[Available data]
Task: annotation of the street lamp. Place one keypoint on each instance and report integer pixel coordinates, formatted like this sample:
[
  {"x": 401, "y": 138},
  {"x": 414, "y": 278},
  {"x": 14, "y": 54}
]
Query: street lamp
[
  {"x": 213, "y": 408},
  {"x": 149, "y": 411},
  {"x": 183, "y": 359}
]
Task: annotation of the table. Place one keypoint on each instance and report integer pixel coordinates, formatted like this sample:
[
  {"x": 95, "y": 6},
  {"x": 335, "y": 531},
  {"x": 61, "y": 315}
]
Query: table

* * *

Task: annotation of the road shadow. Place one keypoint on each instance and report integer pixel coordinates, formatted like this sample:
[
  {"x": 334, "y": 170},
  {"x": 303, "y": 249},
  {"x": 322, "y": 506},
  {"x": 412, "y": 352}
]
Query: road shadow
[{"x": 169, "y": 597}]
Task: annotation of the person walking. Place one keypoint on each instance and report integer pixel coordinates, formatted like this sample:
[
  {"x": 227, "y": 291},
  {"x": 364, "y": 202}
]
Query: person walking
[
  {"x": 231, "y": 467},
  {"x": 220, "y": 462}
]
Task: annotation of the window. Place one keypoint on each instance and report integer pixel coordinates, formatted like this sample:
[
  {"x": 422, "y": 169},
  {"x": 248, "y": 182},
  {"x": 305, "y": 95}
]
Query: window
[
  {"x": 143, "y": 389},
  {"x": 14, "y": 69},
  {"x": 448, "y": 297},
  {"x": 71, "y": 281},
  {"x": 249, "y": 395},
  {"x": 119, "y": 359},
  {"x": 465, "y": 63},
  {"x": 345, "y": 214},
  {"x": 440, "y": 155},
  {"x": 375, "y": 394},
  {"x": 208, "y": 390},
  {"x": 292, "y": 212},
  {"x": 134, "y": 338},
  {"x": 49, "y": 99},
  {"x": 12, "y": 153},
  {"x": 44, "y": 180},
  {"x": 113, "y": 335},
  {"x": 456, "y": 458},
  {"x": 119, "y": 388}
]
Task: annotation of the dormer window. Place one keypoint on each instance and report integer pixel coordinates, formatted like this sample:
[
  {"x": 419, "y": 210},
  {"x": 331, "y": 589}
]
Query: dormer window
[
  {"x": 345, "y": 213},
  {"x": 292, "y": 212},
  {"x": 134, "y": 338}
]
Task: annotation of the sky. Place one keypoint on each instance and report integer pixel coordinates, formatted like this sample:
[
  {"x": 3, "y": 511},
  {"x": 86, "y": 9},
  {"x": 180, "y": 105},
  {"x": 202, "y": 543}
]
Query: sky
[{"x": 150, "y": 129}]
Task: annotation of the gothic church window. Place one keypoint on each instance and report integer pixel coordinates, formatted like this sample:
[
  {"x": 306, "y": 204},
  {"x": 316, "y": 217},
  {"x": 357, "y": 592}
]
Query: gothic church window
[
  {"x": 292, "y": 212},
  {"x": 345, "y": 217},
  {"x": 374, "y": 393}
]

...

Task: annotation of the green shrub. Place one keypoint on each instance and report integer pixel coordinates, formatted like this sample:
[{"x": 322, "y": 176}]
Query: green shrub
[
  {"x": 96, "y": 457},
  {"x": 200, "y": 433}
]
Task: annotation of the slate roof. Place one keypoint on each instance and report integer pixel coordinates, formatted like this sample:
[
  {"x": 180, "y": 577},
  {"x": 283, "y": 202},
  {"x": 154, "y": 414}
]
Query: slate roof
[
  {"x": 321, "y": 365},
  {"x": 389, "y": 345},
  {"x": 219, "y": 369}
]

[Exercise goal] Please echo back the lines of the entries above, from the line with "Task: annotation of the table." to the line with "Query: table", keeping every character unchanged.

[Written response]
Task: annotation of the table. Place one keypoint on each instance and report integer pixel coordinates, formatted like this sample:
[
  {"x": 95, "y": 6},
  {"x": 335, "y": 531},
  {"x": 61, "y": 315}
]
Query: table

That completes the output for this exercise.